** What the task requires **
Give the entries back exactly, dropping each image.

(Image point grounding data)
+++++
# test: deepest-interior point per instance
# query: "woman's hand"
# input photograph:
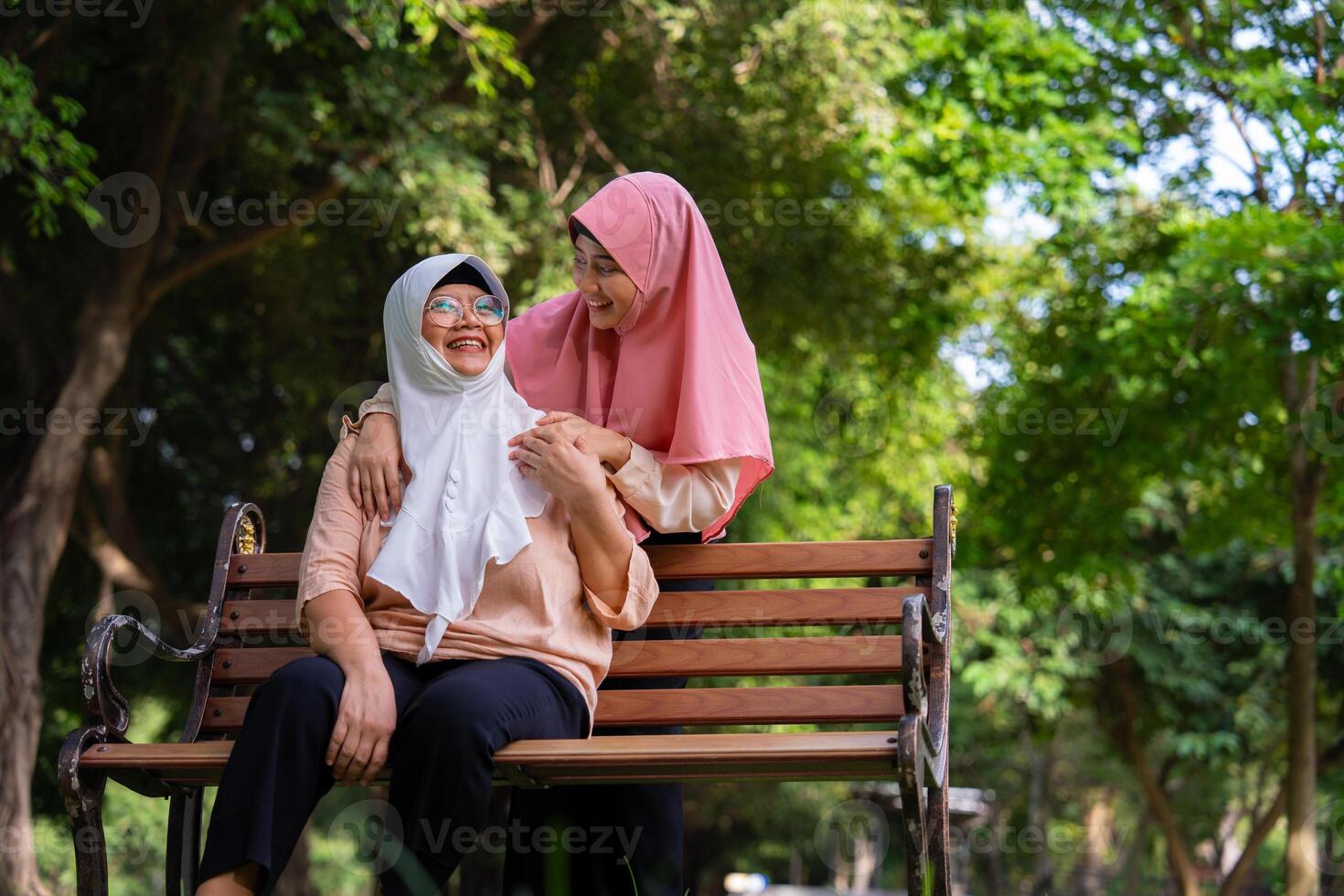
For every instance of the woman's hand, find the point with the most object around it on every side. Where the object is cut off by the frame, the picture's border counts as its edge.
(365, 726)
(569, 470)
(374, 466)
(611, 448)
+++++
** Task output **
# test: deepest-interior point per instance
# query: "woman's hand"
# input photograph:
For every instance of the woman's hand, find the point with the most object around it on every side. Where the object is cut off by the frame, the picture's border counts as its edge.
(365, 726)
(569, 470)
(374, 466)
(611, 448)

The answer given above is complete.